Dataset rows

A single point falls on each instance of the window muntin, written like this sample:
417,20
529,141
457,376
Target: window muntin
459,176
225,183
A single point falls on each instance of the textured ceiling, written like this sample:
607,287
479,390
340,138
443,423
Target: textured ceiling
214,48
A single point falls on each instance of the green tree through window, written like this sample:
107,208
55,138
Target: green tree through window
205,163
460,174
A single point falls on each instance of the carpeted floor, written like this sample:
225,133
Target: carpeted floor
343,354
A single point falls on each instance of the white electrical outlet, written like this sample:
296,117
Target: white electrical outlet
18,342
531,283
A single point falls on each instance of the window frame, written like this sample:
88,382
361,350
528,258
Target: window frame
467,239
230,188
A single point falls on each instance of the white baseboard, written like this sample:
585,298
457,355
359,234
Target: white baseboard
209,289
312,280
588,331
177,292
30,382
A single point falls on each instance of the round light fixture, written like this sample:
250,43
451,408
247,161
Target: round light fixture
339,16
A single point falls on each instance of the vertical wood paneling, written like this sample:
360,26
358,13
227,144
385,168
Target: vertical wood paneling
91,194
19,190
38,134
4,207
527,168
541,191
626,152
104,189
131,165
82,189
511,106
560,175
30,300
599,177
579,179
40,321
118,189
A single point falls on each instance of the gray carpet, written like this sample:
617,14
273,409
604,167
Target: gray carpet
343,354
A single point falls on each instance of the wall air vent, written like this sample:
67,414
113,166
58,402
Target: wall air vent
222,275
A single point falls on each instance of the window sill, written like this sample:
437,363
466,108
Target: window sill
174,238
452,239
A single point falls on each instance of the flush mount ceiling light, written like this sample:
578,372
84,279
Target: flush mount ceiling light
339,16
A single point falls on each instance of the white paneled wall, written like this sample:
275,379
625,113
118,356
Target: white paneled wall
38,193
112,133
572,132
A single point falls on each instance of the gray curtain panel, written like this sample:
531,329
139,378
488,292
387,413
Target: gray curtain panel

Your instructions
Copy word for word the lines of the records above, from the line containing "A single point falls on each instance of the white paneled" through the end of the records.

Result for this exercise
A single point falls on each instance of the white paneled wall, written like this sample:
275,379
625,113
118,356
Target: white paneled wall
38,193
112,133
572,132
A single point falls on each instance of the gray curtain panel, written like this sample:
531,329
139,378
488,292
387,413
Target: gray curtain panel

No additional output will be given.